◆ TASK INSTRUCTIONS
1) List every place name that appears in the news report on the Fallujah mosque strike.
2) Pick up the news report on the Fallujah mosque strike after its last sentence and write what comes next.

(Beginning of TEXT BLOCK)

Marines bomb mosque, 40 dead


Fighting in Fallujah and Neighboring Ramadi has killed 15 Marines since Monday and was part of an intensified uprising involving both Sunni and Shiites that now stretches from Kirkuk in the north to the far south.

Marines, in the third day of an intense campaign to pacify this Sunni Muslim city, waged a six-hour battle around the mosque with the militants holed up inside before a Cobra helicopter fired a Hellfire missile at the base of its minaret, and an F-16 dropped the bomb, said Marine Lt. Col. Brennan Byrne.

Witnesses said the strike came as worshippers had gathered for afternoon prayers.

In Baghdad, Brig. Gen. Mark Kimmitt told CNN that from photos of the mosque he had seen, “the actual mosque structure itself” was not damaged.

(End of TEXT BLOCK)
(Beginning of DATA PROVIDED)

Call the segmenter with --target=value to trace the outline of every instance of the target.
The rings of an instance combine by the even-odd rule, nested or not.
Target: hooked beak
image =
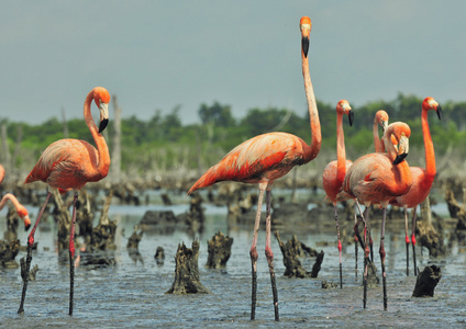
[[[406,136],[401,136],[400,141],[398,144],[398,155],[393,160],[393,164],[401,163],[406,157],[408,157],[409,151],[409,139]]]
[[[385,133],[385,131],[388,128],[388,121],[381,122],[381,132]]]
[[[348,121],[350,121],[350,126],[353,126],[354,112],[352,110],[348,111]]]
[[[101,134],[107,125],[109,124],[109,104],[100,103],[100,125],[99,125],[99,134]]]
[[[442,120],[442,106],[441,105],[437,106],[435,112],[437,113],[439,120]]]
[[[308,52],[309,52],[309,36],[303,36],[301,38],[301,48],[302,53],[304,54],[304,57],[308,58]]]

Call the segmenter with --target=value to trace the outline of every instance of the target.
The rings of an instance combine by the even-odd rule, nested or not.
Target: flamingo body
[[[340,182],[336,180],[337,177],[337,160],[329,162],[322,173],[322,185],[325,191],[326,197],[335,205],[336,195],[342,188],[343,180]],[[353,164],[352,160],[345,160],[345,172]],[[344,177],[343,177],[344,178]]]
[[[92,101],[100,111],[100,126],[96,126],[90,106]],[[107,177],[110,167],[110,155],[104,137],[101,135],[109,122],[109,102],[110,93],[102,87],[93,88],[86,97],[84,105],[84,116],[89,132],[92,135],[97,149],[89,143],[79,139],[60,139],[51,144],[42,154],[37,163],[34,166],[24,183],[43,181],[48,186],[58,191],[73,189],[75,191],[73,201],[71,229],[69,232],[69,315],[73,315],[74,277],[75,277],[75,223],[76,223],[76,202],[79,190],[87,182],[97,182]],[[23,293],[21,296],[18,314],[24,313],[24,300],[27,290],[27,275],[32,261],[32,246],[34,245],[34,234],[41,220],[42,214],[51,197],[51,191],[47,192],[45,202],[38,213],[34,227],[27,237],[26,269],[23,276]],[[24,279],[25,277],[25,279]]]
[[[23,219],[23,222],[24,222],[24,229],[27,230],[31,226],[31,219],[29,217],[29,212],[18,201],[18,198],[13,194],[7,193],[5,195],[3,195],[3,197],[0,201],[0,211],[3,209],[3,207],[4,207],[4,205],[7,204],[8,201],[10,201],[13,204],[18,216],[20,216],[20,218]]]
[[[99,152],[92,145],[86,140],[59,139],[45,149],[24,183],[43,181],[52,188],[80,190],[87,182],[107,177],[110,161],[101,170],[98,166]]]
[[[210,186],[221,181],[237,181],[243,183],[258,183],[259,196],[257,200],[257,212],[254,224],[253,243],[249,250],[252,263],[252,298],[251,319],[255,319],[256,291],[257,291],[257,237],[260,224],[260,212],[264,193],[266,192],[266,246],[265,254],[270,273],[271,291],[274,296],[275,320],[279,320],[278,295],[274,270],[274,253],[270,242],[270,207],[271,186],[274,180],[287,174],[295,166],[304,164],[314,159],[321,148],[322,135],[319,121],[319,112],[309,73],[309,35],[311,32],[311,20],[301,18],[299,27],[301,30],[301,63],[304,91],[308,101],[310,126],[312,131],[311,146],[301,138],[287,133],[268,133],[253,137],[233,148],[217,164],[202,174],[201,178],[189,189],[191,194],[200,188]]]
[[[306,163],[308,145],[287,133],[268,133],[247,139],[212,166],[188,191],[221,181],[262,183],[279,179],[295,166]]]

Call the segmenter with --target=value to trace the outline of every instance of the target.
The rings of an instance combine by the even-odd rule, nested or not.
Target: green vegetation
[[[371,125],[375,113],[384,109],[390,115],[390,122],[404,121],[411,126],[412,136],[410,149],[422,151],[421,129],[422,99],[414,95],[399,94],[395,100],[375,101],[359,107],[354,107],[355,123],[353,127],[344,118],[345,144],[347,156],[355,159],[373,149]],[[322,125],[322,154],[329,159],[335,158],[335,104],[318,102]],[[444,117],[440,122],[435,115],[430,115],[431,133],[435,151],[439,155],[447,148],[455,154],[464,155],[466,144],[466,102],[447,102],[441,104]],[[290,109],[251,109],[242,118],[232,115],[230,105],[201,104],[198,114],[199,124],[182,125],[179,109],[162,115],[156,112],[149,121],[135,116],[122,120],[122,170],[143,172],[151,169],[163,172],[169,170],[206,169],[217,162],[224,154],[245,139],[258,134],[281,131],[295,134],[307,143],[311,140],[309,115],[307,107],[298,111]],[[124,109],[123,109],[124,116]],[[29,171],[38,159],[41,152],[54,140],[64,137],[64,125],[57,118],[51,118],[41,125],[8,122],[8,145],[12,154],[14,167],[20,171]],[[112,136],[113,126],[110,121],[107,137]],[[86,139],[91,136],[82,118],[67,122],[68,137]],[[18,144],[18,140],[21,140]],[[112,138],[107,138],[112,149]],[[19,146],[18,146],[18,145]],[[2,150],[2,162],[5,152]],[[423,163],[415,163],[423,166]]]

(End of DATA PROVIDED)

◆ RESPONSES TO THE TASKS
1) Fallujah, Ramadi, Kirkuk, Baghdad

2)
“It is a holy place, there is no doubt about it,” Kimmitt added. “It has a special status under the Geneva Convention that it can’t be attacked.

“However, it can be attacked when there is a military necessity brought on by the fact that the enemy is storing weapons, using weapons, inciting violence and executing violence from its grounds,” he said.

Temporary hospitals were set up in private homes to treat the wounded and prepare the dead for burial. There was no immediate confirmation of the number of dead.

With confirmation of the latest Marine deaths, the American death toll since the war was at least 628.